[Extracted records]
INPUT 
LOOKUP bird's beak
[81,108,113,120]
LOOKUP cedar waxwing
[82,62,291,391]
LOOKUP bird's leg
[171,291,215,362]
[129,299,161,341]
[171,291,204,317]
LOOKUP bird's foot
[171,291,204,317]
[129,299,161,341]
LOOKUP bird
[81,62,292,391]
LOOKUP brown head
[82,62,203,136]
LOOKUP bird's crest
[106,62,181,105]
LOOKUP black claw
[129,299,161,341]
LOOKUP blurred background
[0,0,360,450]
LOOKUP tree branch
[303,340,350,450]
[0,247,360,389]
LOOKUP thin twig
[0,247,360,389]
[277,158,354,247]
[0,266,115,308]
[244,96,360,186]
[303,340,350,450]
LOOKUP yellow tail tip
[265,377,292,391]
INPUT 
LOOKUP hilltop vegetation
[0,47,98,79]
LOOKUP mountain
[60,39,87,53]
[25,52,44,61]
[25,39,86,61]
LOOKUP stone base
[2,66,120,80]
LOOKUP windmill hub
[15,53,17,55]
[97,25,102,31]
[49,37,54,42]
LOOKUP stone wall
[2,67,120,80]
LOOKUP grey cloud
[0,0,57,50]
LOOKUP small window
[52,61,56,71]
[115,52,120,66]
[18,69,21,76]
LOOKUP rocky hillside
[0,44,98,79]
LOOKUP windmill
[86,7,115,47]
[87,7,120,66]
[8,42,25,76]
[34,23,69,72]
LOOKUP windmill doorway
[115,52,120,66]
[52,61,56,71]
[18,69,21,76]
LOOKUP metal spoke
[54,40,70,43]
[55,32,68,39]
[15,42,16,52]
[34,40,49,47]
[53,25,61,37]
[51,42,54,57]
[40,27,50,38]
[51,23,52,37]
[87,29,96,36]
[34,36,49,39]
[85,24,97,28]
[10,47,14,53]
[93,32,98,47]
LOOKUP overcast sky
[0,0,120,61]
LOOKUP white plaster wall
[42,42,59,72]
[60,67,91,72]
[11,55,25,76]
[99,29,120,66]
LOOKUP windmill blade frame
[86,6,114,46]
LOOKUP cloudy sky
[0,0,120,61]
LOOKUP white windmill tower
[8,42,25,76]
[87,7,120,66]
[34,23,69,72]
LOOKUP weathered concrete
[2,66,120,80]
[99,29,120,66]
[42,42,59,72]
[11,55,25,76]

--

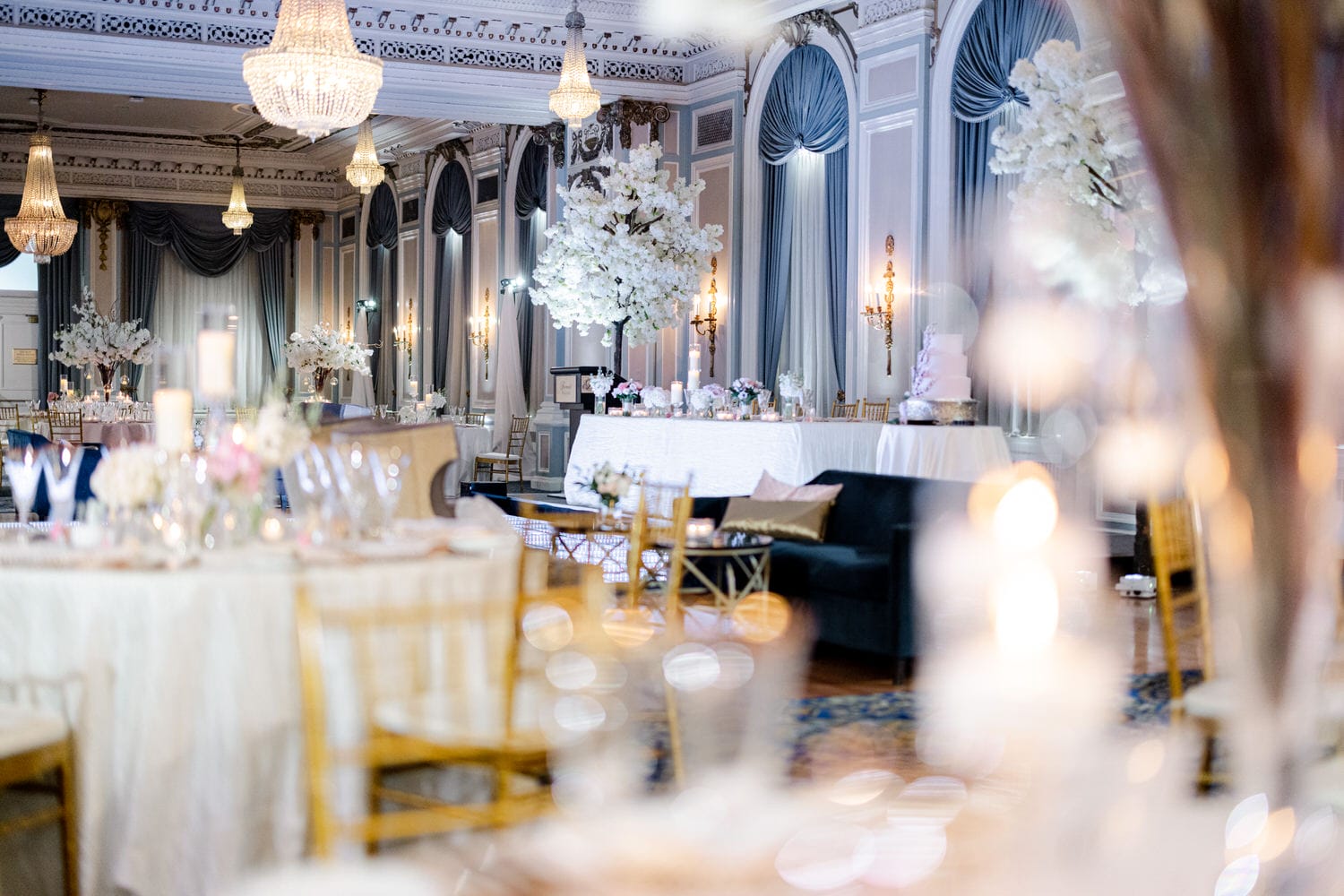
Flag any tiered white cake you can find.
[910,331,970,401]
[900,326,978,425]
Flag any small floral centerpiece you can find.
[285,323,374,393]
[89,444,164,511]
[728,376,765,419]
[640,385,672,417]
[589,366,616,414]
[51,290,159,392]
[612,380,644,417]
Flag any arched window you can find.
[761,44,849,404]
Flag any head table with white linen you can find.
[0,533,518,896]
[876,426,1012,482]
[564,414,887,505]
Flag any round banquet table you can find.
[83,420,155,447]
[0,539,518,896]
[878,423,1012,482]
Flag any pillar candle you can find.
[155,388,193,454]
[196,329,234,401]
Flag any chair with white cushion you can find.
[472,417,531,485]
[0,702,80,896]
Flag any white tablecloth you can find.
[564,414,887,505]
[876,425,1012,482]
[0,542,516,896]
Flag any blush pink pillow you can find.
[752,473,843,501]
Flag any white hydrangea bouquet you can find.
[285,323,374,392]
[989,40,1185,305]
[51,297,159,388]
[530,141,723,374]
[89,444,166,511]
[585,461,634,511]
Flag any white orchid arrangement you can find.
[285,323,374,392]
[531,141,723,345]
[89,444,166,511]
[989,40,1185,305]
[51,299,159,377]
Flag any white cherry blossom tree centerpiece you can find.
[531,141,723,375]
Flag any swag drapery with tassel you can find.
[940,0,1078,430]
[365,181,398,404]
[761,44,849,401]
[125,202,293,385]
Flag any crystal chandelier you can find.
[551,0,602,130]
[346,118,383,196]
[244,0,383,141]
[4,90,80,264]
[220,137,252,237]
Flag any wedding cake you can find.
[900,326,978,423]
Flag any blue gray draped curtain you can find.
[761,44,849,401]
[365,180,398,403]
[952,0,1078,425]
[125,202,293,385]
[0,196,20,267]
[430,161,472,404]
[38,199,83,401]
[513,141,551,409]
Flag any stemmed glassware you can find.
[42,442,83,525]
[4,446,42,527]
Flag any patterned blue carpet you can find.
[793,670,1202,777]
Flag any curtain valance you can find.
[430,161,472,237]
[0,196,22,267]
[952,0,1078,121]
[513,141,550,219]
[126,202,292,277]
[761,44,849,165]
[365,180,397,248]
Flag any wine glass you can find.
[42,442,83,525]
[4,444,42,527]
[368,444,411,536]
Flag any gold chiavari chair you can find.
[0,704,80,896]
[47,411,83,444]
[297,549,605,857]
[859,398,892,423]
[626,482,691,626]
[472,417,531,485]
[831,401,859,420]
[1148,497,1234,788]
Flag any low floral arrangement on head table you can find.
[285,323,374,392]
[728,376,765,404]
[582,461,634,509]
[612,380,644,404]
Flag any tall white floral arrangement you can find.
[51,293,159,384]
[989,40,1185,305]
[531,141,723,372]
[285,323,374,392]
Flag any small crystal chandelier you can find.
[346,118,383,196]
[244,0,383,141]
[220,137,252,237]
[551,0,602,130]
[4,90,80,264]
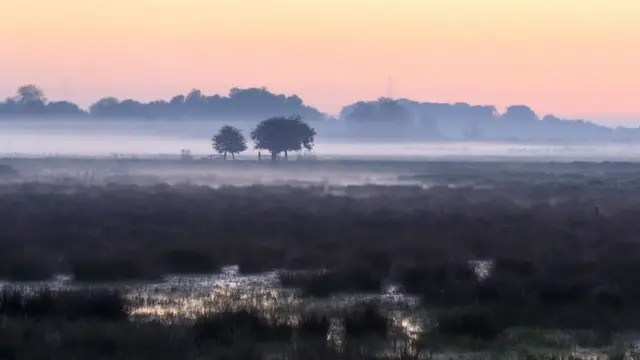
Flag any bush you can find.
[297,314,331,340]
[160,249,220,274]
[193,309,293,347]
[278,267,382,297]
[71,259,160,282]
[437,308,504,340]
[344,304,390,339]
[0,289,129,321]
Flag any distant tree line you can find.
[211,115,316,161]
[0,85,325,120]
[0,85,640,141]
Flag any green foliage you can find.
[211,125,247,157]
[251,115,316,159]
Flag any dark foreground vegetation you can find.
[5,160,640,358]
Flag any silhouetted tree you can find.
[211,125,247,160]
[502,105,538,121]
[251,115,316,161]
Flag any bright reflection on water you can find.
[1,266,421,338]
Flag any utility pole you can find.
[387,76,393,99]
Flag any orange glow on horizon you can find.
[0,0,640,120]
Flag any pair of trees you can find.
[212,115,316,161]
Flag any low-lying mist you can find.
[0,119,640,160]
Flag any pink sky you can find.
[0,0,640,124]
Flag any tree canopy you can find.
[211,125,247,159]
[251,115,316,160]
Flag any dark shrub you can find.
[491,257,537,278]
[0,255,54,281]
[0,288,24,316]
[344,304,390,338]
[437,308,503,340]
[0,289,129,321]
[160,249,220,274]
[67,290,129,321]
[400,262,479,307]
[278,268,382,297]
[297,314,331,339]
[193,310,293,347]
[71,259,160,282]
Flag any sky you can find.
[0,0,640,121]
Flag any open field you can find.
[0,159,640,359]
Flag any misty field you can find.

### To be done
Rewrite the records from the line containing "Flag any crystal chandelier you can find." through the line containing "[900,326,978,423]", including both of those lines and the request lines between them. In every bounding-box coordinate, multiply the value by 1.55 and round it to a whole number, rounding halves up.

### Solved problem
Flag any crystal chandelier you can find.
[854,0,933,202]
[536,183,594,304]
[378,0,594,219]
[6,140,124,409]
[341,212,391,367]
Flag any wedding cake you can find.
[1395,505,1516,656]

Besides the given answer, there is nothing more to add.